DESCRIPTION OF THE TASK — Print each record that follows exactly, leaving the pictures behind.

GIVEN ENTRIES —
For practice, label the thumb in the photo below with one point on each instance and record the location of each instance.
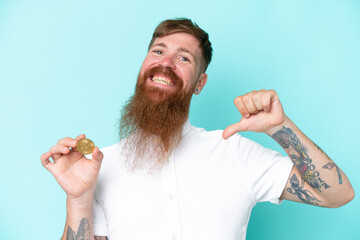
(234, 128)
(97, 155)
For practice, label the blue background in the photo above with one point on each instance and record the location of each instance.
(66, 67)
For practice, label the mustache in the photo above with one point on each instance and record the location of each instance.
(165, 71)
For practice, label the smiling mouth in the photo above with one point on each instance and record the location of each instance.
(161, 80)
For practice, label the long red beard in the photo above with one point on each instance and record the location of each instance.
(152, 121)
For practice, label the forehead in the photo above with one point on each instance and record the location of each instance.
(179, 41)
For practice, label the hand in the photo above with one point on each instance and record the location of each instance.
(76, 174)
(261, 111)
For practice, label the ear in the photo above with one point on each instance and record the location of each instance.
(201, 83)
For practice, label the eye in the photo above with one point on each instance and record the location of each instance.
(184, 59)
(157, 52)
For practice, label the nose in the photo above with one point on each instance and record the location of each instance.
(168, 61)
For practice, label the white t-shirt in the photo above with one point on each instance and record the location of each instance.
(206, 191)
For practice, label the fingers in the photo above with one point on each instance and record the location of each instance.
(46, 162)
(254, 102)
(63, 146)
(97, 155)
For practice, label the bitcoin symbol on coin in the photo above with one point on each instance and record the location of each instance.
(85, 146)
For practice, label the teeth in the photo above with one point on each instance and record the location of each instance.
(162, 80)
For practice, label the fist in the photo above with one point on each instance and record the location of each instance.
(260, 110)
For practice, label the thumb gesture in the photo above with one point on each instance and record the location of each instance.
(260, 110)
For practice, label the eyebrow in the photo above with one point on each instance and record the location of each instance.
(180, 49)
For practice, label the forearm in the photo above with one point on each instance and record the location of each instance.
(79, 219)
(315, 167)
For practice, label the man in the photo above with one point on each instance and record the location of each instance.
(169, 180)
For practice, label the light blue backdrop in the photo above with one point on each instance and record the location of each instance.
(66, 67)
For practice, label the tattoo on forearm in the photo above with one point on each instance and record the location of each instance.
(304, 195)
(340, 178)
(329, 166)
(293, 147)
(83, 231)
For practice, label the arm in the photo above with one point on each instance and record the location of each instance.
(77, 175)
(314, 179)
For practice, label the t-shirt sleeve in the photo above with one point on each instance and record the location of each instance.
(99, 221)
(265, 170)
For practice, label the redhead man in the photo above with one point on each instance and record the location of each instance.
(167, 179)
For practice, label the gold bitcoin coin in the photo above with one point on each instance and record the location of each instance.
(85, 146)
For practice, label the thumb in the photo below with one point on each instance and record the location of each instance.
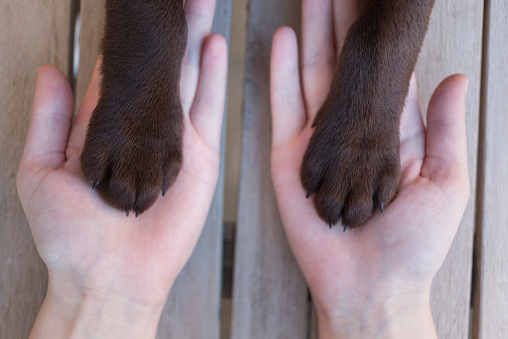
(446, 144)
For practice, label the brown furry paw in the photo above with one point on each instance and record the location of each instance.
(133, 148)
(130, 160)
(351, 167)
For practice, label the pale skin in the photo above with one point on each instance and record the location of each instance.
(373, 281)
(110, 275)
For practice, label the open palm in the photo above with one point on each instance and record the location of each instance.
(397, 252)
(89, 245)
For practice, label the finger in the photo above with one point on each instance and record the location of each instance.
(446, 148)
(318, 52)
(412, 137)
(208, 108)
(199, 15)
(345, 13)
(51, 118)
(288, 112)
(80, 125)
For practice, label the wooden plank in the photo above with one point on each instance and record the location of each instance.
(193, 306)
(31, 34)
(491, 296)
(92, 24)
(453, 45)
(269, 293)
(191, 310)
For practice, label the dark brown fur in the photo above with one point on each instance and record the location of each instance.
(133, 148)
(352, 163)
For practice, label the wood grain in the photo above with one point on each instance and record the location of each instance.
(491, 295)
(31, 34)
(453, 45)
(193, 306)
(269, 293)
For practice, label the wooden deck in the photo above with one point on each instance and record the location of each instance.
(269, 297)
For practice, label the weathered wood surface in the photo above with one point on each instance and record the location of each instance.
(269, 293)
(192, 309)
(491, 294)
(454, 45)
(31, 34)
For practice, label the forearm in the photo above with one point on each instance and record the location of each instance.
(78, 315)
(408, 319)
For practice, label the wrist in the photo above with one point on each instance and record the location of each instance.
(69, 312)
(402, 316)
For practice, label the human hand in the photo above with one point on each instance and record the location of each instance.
(109, 272)
(375, 279)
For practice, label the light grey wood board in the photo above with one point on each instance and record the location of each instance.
(193, 306)
(269, 293)
(31, 34)
(491, 298)
(454, 45)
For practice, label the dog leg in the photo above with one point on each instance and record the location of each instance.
(352, 163)
(133, 147)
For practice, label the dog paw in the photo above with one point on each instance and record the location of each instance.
(351, 166)
(129, 160)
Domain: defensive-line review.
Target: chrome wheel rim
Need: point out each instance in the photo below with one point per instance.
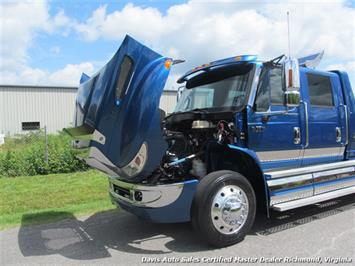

EXERCISE ANSWER —
For practice, label the thumb in the photo below with one point on each instance and record the location of each instance.
(234, 128)
(97, 155)
For practice, label the blue background in the photo above with one point on each instance and record the location of each instance.
(66, 67)
For practice, label the mustache in the photo above with one point on each instance and record the location of each instance.
(165, 71)
For practice, label the smiling mouth in the photo above with one point on each instance and record the location of each instance.
(161, 80)
For practice, label the long red beard in the photo above with one point on each instance and record the location of each instance.
(152, 121)
For practice, label the forehead in the photo above with one point on each instance and record the location of each instance.
(179, 41)
For practice, label the hand in the photo above with one point on each instance and record the location of each instance.
(76, 174)
(261, 111)
For practice, label the ear in the photo above with one point on each instance and record the location of each instance.
(201, 83)
For practice, label the eye in the photo above with one point on each instance and record the location of each instance.
(184, 59)
(157, 52)
For practice, label the nose in the photo above with one point on each instance and record the location of each instance.
(168, 61)
For practice, label the white t-shirt in the photo above with one point on each instance and record the location of each instance.
(206, 191)
For practice, label the fingers in the photo above with one point on each instance and record the location of each instance.
(46, 162)
(254, 102)
(63, 146)
(97, 155)
For practice, label the bitcoin symbol on coin in the photo above with one point on each instance and record the location of each instance.
(85, 146)
For practice, label the teeth in the photo above with one point on each instance and record the location of each instance.
(162, 80)
For practice, label the fist in the photo above with one point on each instance and record the location of each instance.
(260, 110)
For practice, label the thumb gesture in the photo above with one point on each instance and record the location of each instance.
(260, 110)
For practice, label the eyebrow in the photo above with one point on each instance and record the location of each instance.
(180, 49)
For practice, label the forearm in the photo above with one point on each instance and record the location of each instance.
(79, 219)
(315, 167)
For practice, label the man in the photo above with one point on each instance and record the location of each instance.
(169, 180)
For practice, label the light blue backdrop in the photo above with one point on each instance and record the location of each instance.
(66, 67)
For practice, label the tattoo on forearm in the photo above with one point on each instance and record the location of each instance.
(304, 195)
(340, 178)
(329, 166)
(293, 147)
(83, 231)
For practice, label the arm in the photo above with one point on each instance and record the location of each instance.
(77, 175)
(314, 179)
For practice, label the t-shirt sleeve in the photo above with one point on each instance and record the location of each instance.
(99, 221)
(265, 170)
For practice, label the redhead man in the photo above with one point on each instance and record the location of each instance.
(167, 179)
For practice, label the gold bitcoin coin in the photo above with one point on each instance and record the location of each instance.
(85, 146)
For practice, label the thumb in the photo below with one point on each instance and record the location of each instance.
(446, 144)
For practice, label the brown furry paw in the photo above with one point on each instance and record the location of each instance.
(133, 148)
(130, 160)
(351, 167)
For practice, label the pale skin in the photo above with one point on each instance and record the location of each instance.
(373, 281)
(110, 275)
For practice, label the open palm in the photo above with one point on each instance and record the location of each instance.
(397, 252)
(89, 245)
For practice, label the finger in the photo above with one point on each instance and record the location of each instance.
(446, 148)
(318, 52)
(412, 137)
(208, 108)
(199, 15)
(345, 13)
(51, 118)
(288, 112)
(80, 125)
For practice, label the wooden plank in the photo above with one point on each instance and record the location of each instance.
(193, 306)
(31, 34)
(491, 296)
(92, 24)
(453, 45)
(269, 293)
(191, 310)
For practice, label the dark brown fur in the photo above with one point on each instance and record the location of each instance.
(133, 148)
(352, 163)
For practice, label the wood grain in the photo above with one point on each instance and record the location of each instance.
(491, 295)
(31, 34)
(453, 45)
(193, 306)
(269, 293)
For practice, label the wooden deck in the photo above with one point on each instance and record the location of each instance.
(269, 297)
For practice, label the weathered wood surface in the photo above with one point on each instance and record the location of each instance.
(269, 293)
(192, 309)
(491, 294)
(454, 45)
(31, 34)
For practice, label the forearm in the photo above with one point on each instance and record the location of each instance.
(78, 315)
(408, 319)
For practice, label the wrist in the photo above with one point on each instance and record the location of each instance.
(69, 312)
(402, 316)
For practice, label the human hand in the photo above with one point on each instance and record the location of each instance.
(109, 272)
(375, 279)
For practice, label the light grey wood board in the photo above with one point on each instance and record the location of each instance.
(193, 306)
(269, 293)
(31, 34)
(491, 298)
(454, 45)
For practice, label the dog leg in the photo above with one point on each instance and record the location of each instance.
(352, 163)
(133, 147)
For practice, label the dog paw in the photo above with one point on each instance and record the location of each instance.
(351, 166)
(129, 160)
Domain: defensive-line review.
Target: chrome wheel rim
Need: point out each instance in the photo below with one point per instance.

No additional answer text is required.